**Required work**
Write a continuation of the passage on Temple's Army ROTC program that begins right after its last sentence.

Military Science courses are open to all Temple students. There is no requirement for students taking Military Science courses to enroll in the commissioning program. Students taking Military Science courses are under no military service obligation of any kind.
Students enrolled in the commissioning program incur either an active duty or reserve forces duty commitment commencing upon successful completion of the ROTC Advanced Course Program and graduation from college. Temple's Department of Military Science offers both two-year and four-year curricula leading to a commission in the United States Army.
Army Reserve Officers' Training Corps (AROTC) Four-Year Commissioning Program
The Four-Year Program consists of two phases: the Basic Course and the Advanced Course.
In the Basic Course, the student takes one Military Science course each semester during the freshman and sophomore years. This instruction orients the student to activities frequently encountered during military service. Though students may voluntarily participate in weekend exercises and ROTC-sponsored events, they are under no obligation to do so. Additionally, students enrolled in the Basic Course are under no obligation for present or future military duty.
During the Advanced Course (normally the junior and senior years), the student receives instruction designed to enhance leadership abilities, reinforce managerial, supervisory, and accountability skills, and further develop the individual's foundation of military knowledge. The highlight of this instruction is the student's attendance at the five-week ROTC Advanced Camp, usually during the summer between the junior and senior years. The camp is a series of rigorous leadership challenges in which the Temple student competes against students from 111 other colleges and universities. Advanced Course students (enrolled in the commissioning program) receive a tax-free stipend of up to $1,500.00 each year of the Advanced Course and approximately $700.00 while attending the Advanced Camp. When students complete the Advanced Course, they are obligated to accept a commission as a Second Lieutenant and, upon graduation from college, incur either an active duty or reserve forces duty service commitment in the United States Army.

**Rows**
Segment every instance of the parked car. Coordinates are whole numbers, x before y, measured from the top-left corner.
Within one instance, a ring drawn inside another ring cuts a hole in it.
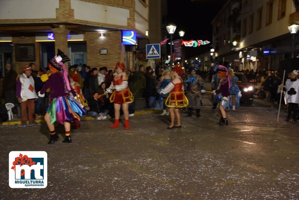
[[[236,84],[242,94],[242,97],[240,99],[240,103],[252,105],[254,93],[254,85],[243,73],[236,72],[235,73],[235,75],[239,79]]]

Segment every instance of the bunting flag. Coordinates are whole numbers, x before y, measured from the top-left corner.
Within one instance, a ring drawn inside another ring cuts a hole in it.
[[[163,45],[165,44],[167,42],[167,40],[169,40],[168,38],[166,38],[165,40],[164,40],[162,41],[162,42],[161,42],[160,43],[160,44],[161,45]]]

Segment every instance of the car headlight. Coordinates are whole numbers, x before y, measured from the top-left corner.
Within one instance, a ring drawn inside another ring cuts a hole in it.
[[[253,89],[253,87],[252,86],[250,86],[248,87],[244,87],[243,90],[244,90],[244,91],[247,92],[248,91],[252,91]]]

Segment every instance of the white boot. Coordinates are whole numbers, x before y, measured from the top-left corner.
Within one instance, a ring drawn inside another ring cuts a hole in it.
[[[161,115],[166,115],[166,114],[167,114],[166,110],[166,109],[163,109],[163,113],[162,113],[162,114],[161,114]]]

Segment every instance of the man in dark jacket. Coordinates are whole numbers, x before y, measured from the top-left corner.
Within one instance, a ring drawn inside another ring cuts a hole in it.
[[[5,103],[16,104],[16,87],[18,74],[13,69],[12,65],[10,63],[5,65],[5,69],[7,71],[3,82]]]

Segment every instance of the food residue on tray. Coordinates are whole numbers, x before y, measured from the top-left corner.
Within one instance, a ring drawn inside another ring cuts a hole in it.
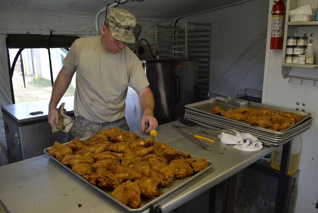
[[[75,138],[67,146],[56,141],[47,152],[92,184],[113,190],[112,196],[135,209],[142,197],[159,196],[161,187],[209,165],[205,159],[191,158],[154,137],[137,139],[135,133],[117,128],[98,132],[87,141]]]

**The response**
Two-Year Commissioning Program
The Two-Year Program consists of the Advanced Course and is open to any qualified full-time graduate or undergraduate student who has at least two years of academic study remaining at Temple University, and has completed the Basic Course or its equivalent. Basic Course equivalency can be granted for prior active reserve military service. Additionally, Temple students can receive this equivalency by attending a five-week ROTC summer Basic Camp at Fort Knox, Kentucky. Following successful completion of this challenging program, the student is eligible to enter the ROTC Advanced Course. Students attending the ROTC Basic Camp incur no military obligation nor are they required to enroll in the ROTC Advanced Course.
The Military Science Department administers the Army Scholarship Program which includes numerous options. The scholarships are awarded based on local and national competitions and are for four, three, and two years. The scholarships pay tuition, an allowance for books and lab fees, and up to $1,500.00 per year to the student. The scholarships are awarded based on academic merit, and a student need not be enrolled in Army ROTC to apply. Inquiries should be directed to the Temple Department of Military Science, Ritter Annex, 4th Floor, (215) 204-7480/7482.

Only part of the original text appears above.